| PROBLEM DESCRIPTION |
Rewrite the records starting at the beginning and ending at the line containing "[[240, 76, 281, 114], [94, 79, 158, 116]]", changing "localizes" to "locates" and leaving everything else as it is.

| RAW RECORDS |
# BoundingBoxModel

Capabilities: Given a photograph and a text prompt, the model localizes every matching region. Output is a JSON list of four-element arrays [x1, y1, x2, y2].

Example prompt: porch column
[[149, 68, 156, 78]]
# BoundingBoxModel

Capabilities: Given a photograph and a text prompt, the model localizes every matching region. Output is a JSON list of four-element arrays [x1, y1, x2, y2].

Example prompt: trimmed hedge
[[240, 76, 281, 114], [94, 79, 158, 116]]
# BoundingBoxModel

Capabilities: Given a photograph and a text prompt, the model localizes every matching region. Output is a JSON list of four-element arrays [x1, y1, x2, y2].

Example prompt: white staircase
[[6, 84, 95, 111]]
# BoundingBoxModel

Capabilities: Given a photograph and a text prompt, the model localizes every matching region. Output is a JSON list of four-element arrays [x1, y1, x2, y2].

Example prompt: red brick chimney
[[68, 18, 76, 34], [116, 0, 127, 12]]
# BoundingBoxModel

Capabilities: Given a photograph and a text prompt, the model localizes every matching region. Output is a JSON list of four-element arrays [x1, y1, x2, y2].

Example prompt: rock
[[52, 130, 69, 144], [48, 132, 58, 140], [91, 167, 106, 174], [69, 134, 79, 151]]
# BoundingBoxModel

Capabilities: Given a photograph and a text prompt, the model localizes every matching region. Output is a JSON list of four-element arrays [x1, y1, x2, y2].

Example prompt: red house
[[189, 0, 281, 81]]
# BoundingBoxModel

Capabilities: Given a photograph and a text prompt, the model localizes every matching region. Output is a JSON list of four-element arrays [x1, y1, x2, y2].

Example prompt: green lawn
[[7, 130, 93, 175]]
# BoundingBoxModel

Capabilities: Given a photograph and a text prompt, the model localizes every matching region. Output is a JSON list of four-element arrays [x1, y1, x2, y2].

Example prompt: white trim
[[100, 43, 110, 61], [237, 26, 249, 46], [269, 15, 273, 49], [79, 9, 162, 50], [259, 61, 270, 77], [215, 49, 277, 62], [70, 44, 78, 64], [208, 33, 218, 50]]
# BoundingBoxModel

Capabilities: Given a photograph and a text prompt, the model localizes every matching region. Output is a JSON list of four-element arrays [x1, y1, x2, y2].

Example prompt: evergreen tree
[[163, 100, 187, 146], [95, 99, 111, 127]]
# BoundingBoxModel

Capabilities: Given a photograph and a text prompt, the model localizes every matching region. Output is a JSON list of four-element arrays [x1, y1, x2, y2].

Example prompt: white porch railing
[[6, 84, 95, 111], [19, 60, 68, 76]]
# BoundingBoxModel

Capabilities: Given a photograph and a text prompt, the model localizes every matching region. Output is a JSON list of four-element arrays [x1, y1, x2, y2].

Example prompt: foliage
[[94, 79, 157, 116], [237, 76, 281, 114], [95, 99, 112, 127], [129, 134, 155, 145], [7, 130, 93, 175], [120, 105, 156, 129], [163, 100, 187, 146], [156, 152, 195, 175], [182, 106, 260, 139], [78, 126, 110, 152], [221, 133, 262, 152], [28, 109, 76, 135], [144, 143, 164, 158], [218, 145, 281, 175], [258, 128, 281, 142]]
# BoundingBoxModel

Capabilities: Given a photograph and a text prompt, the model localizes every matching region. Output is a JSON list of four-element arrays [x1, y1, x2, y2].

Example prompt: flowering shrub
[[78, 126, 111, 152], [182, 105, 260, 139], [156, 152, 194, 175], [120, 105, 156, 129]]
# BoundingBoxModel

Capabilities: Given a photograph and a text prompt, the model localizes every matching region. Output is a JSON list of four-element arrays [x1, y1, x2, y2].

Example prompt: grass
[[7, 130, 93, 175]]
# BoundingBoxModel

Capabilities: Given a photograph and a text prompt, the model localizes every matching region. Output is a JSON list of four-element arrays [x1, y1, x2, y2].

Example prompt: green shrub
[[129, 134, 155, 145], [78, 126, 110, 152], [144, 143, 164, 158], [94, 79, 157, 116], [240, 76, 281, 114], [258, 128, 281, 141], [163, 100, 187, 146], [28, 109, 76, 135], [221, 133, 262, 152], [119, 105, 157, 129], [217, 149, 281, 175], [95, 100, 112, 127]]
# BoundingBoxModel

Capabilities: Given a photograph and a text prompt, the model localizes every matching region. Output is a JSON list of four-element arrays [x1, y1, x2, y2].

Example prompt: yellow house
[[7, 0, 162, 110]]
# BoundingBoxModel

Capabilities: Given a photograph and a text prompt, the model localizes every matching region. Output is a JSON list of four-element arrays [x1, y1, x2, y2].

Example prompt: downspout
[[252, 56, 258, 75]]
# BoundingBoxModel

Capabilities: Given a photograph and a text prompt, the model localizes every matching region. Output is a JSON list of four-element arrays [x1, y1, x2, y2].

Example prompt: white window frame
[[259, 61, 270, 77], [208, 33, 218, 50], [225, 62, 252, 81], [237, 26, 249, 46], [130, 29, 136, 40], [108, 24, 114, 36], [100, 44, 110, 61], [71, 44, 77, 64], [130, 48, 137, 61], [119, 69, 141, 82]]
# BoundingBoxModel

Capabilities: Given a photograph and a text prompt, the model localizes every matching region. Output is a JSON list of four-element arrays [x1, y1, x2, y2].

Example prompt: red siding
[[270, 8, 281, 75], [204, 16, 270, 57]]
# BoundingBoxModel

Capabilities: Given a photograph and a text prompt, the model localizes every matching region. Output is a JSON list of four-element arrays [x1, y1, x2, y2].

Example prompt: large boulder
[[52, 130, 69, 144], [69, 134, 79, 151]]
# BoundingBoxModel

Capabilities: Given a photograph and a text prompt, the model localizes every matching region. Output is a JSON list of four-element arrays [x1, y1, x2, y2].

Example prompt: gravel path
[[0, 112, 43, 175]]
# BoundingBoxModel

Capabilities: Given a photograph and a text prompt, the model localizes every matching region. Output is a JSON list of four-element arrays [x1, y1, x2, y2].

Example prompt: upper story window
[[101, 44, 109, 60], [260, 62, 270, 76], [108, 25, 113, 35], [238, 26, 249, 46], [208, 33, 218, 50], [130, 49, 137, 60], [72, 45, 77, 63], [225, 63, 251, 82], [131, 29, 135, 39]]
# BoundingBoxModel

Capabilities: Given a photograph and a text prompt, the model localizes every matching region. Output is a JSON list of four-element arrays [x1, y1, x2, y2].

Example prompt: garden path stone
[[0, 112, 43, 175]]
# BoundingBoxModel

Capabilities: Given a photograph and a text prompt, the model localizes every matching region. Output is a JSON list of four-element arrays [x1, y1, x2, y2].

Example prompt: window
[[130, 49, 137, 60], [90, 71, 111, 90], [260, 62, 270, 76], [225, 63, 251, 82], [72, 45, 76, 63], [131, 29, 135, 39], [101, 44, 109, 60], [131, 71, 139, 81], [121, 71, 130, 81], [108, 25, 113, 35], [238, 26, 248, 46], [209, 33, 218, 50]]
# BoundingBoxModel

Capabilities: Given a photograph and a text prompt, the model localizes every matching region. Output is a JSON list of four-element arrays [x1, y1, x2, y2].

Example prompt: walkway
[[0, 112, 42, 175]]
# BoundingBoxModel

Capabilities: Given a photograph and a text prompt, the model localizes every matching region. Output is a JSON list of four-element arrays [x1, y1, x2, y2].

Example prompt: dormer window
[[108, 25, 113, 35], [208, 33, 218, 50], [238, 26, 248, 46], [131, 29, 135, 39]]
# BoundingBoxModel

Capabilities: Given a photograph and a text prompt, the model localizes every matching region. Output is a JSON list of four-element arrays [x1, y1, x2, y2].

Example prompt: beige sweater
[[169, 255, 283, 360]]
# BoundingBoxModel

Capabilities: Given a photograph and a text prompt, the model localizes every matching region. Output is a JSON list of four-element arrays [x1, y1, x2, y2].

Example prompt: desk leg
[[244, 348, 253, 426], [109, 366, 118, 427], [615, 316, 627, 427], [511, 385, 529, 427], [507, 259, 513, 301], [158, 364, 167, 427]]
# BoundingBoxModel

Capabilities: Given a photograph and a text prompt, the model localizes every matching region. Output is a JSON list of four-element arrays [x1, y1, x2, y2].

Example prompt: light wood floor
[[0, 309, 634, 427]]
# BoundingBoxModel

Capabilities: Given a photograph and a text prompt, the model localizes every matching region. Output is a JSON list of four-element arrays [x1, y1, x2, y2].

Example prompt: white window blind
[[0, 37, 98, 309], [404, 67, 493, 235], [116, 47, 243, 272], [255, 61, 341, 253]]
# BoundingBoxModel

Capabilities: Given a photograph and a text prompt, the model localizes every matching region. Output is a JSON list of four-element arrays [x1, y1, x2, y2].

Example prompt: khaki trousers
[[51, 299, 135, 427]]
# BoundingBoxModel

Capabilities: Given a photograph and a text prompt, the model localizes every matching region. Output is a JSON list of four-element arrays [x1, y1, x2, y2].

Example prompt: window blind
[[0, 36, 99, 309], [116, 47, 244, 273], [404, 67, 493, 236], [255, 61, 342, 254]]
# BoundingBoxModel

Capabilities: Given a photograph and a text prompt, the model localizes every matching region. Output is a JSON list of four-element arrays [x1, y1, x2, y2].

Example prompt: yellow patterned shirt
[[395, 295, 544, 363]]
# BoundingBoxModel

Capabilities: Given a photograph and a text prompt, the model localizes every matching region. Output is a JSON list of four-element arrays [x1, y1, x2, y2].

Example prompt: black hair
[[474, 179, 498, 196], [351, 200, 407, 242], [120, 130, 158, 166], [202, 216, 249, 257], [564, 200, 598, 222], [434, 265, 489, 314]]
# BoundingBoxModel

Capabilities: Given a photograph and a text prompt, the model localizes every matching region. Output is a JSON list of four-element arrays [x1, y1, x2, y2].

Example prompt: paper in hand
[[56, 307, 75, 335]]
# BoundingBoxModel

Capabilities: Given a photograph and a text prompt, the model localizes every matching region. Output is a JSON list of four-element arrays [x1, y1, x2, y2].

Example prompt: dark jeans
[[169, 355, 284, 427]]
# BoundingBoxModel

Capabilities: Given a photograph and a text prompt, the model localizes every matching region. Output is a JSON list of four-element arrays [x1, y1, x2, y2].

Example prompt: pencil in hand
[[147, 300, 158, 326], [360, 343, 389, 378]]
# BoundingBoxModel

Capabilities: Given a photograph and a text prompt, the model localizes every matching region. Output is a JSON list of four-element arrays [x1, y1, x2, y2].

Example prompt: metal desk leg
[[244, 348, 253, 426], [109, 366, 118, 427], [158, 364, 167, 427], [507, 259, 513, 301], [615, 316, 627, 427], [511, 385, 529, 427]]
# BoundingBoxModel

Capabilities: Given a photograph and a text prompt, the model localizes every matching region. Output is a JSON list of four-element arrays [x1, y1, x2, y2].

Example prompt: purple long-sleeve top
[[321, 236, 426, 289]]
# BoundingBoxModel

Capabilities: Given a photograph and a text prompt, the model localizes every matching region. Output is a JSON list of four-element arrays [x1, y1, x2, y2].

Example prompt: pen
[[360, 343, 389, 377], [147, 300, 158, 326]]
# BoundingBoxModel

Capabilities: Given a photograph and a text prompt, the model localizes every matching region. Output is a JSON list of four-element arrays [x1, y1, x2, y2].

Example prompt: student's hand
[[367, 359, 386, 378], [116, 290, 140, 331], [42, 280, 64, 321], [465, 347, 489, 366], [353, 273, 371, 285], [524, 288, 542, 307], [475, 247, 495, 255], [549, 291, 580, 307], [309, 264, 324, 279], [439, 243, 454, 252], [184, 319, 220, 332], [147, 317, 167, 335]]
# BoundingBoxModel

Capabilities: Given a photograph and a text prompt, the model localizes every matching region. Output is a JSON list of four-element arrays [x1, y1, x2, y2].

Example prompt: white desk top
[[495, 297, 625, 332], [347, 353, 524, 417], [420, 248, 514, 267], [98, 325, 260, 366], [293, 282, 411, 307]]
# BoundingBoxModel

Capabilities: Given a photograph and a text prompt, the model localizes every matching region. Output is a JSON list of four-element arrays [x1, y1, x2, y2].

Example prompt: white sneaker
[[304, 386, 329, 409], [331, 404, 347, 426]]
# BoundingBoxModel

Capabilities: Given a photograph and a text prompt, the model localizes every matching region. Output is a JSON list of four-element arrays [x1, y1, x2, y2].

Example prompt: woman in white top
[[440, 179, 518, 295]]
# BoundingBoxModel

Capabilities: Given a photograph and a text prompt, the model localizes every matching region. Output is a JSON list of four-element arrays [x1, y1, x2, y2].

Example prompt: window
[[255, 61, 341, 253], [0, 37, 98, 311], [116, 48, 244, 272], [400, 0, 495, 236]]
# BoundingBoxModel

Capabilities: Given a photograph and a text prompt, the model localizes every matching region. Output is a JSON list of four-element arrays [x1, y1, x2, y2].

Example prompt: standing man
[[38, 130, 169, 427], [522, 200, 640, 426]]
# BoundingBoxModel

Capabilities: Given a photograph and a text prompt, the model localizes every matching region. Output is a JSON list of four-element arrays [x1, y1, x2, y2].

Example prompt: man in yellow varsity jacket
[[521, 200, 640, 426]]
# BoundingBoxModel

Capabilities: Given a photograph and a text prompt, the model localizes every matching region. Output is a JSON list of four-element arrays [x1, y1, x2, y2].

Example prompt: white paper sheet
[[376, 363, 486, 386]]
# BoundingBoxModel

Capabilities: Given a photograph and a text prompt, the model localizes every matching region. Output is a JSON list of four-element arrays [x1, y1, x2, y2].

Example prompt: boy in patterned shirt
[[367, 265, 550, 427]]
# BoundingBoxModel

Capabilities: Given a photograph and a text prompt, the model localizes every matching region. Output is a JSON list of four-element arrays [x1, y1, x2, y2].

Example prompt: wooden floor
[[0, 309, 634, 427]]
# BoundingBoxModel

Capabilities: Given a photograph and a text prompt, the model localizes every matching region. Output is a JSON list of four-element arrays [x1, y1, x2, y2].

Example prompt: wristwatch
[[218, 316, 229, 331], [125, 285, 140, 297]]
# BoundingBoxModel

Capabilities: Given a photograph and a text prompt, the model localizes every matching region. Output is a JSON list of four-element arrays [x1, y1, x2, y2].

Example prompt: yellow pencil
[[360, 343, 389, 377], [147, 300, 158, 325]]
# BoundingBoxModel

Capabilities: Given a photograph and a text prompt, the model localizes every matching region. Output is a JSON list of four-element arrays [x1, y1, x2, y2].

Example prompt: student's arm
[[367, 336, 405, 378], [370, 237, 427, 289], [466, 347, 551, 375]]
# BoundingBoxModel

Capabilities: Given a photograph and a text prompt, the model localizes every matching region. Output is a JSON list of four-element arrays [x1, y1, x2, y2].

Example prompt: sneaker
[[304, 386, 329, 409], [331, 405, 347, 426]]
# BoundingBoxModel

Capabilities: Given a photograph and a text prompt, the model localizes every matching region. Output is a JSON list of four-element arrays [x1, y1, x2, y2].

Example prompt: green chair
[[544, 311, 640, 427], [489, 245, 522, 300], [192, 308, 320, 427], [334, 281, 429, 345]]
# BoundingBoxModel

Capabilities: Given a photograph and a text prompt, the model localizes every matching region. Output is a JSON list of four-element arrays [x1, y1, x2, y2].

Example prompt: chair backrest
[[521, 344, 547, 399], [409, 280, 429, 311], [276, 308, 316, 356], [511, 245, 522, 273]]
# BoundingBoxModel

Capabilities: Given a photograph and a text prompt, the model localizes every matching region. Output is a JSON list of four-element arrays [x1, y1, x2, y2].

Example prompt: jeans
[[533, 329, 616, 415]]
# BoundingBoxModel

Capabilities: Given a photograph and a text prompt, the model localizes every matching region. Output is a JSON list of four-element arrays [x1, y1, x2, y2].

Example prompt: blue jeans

| EXPECTED ANSWER |
# BoundingBoxModel

Capabilities: Given a photograph and a text prompt, the model locates every matching region. Output is a JSON list of four-element arrays [x1, y1, x2, y2].

Example prompt: porch column
[[149, 68, 156, 78]]
# BoundingBoxModel

Capabilities: Given a photograph and a text prompt, the model locates every matching region. Output is a JSON list of four-element arrays [x1, y1, x2, y2].

Example prompt: trimmed hedge
[[240, 76, 281, 114], [94, 79, 158, 116]]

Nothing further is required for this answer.